# Start of LISTING

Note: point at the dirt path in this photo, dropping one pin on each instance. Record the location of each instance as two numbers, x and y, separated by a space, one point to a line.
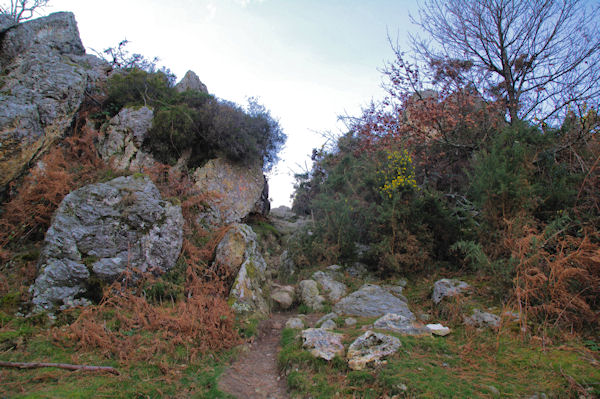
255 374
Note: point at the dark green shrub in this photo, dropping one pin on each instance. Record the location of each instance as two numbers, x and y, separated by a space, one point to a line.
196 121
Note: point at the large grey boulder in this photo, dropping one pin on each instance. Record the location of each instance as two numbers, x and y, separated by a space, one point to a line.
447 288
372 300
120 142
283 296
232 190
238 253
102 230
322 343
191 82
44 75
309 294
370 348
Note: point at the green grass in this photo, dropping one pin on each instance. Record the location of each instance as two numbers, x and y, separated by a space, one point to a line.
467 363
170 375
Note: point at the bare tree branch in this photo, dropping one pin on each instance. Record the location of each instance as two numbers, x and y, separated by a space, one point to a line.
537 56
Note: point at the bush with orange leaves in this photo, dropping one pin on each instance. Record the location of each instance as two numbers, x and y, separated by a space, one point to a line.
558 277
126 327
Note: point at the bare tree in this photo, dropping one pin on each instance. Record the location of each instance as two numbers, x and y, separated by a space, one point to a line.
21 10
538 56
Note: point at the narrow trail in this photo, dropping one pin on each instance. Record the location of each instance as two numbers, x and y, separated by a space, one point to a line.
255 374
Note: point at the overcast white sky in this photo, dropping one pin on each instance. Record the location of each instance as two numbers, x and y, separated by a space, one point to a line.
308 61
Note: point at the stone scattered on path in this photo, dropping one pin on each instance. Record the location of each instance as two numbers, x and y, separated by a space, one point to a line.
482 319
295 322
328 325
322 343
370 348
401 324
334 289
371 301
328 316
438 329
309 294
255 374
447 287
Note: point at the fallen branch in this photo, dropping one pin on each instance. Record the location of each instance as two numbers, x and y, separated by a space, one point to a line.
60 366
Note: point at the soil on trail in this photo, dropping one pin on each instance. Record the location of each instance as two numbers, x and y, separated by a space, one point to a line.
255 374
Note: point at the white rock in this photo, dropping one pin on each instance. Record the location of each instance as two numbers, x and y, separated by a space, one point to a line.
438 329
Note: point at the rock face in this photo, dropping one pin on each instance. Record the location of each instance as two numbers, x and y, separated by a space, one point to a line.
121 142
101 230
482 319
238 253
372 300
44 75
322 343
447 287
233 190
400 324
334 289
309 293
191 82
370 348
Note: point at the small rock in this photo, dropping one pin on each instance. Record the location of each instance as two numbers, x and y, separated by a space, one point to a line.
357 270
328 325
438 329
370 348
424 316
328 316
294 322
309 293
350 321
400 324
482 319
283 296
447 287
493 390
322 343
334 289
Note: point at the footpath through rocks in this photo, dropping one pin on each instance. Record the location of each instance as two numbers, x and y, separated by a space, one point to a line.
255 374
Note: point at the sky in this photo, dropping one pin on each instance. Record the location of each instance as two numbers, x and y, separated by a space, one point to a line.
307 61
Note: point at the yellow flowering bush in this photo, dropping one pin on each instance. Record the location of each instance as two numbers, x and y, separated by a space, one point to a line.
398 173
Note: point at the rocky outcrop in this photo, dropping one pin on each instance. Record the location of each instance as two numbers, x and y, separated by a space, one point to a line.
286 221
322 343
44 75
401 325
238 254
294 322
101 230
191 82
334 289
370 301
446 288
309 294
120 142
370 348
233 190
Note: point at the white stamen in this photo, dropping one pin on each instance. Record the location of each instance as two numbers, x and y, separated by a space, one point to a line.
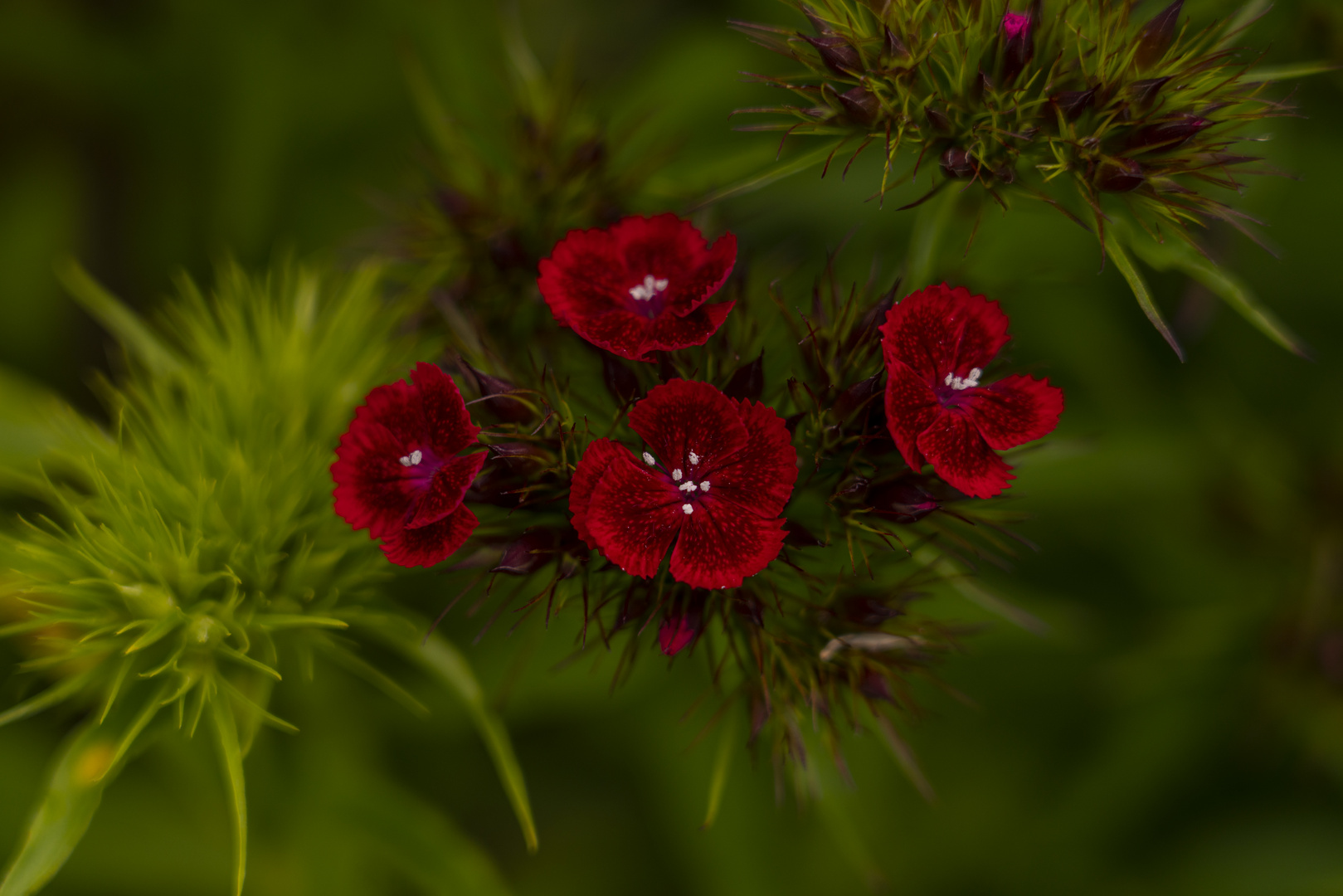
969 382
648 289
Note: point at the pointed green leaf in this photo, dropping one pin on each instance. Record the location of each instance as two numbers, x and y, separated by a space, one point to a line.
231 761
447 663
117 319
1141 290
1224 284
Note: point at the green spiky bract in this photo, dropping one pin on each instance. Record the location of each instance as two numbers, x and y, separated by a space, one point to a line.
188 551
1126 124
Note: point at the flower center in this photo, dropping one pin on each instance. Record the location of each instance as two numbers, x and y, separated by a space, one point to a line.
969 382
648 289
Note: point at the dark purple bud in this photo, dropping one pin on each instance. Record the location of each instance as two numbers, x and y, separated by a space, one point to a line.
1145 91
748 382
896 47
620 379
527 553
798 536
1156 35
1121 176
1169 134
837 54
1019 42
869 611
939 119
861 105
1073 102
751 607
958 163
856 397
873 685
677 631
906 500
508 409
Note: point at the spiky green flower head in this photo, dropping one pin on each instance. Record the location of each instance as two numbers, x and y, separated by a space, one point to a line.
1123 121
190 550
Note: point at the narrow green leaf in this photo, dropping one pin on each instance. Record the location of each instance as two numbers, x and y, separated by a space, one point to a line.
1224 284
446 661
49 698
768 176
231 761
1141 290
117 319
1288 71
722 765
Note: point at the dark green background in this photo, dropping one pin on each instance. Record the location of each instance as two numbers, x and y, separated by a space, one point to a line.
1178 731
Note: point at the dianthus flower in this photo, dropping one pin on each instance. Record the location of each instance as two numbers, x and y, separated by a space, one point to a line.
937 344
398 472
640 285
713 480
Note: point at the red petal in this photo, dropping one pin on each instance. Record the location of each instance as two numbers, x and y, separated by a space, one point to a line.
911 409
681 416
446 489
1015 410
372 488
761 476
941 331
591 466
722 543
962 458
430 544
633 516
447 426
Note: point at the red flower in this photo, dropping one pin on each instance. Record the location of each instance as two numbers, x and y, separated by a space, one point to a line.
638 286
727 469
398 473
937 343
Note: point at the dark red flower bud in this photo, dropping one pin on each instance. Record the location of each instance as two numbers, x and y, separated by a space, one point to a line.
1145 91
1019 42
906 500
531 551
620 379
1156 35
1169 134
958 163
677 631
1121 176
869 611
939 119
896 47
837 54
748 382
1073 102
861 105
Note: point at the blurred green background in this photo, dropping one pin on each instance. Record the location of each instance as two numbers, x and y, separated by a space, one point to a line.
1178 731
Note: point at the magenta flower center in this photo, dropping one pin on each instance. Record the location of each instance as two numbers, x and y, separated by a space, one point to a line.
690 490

# End of LISTING
# Start of LISTING

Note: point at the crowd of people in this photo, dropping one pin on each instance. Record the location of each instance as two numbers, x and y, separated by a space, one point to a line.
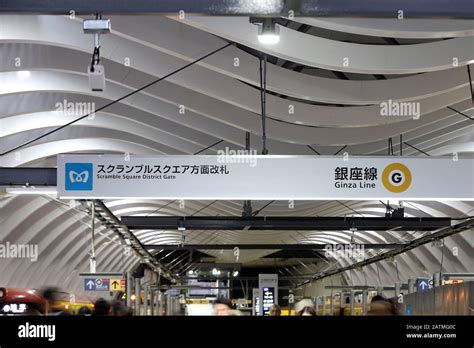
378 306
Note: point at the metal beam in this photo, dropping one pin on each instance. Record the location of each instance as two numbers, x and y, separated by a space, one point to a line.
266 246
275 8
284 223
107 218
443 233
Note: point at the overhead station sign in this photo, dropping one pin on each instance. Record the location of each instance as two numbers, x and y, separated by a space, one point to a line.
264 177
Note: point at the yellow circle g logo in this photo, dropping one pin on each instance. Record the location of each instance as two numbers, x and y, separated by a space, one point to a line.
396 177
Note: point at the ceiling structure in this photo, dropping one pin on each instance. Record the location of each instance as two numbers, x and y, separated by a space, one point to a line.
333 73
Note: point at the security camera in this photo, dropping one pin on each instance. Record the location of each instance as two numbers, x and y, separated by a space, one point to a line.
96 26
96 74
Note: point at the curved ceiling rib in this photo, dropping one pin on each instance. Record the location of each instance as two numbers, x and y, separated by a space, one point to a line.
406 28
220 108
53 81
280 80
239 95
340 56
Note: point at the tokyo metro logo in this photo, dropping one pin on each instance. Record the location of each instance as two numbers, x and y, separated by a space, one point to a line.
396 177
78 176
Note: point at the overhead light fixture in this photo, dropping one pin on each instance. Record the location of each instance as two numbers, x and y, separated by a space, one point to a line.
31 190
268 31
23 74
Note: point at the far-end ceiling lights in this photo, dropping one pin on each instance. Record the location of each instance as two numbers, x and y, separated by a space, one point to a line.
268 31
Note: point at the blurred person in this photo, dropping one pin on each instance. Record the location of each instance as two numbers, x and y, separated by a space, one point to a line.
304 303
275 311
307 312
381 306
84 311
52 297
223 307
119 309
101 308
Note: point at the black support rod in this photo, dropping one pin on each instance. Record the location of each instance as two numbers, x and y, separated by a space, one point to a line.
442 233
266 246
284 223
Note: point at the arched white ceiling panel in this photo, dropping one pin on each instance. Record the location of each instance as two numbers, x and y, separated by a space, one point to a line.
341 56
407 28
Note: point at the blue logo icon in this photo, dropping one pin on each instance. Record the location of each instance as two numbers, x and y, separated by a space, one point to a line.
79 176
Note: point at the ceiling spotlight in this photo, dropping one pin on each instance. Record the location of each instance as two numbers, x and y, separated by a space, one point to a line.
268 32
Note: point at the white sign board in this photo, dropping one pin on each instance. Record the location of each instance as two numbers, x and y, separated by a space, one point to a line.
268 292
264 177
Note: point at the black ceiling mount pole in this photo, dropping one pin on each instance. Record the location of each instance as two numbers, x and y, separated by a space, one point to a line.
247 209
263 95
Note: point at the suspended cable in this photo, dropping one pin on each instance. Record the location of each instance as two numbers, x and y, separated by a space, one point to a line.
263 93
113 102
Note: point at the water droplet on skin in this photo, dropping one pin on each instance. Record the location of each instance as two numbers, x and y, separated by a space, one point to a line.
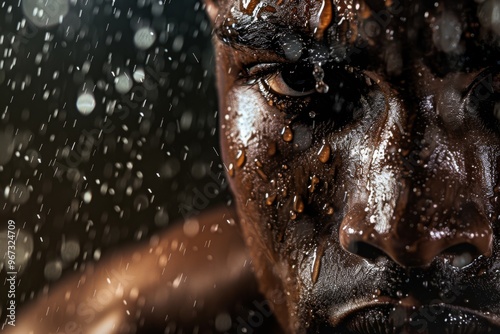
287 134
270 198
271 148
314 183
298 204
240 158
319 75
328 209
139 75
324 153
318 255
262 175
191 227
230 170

# End of LISTING

TASK DESCRIPTION
Find every line in the records above that contains the word "tree", and copy each of those lines out in full.

SOLVED PROBLEM
Note: point at the bare tree branch in this photo, dropping one pin on each instance. Record the location of each instance as two numbers, x and y, separated by a space, one point to a line.
Note: point at the bare tree in this photo, dropping one pin on each instance. Record the location of each instance as two numbers, x and y, separated by a space, one point to a line.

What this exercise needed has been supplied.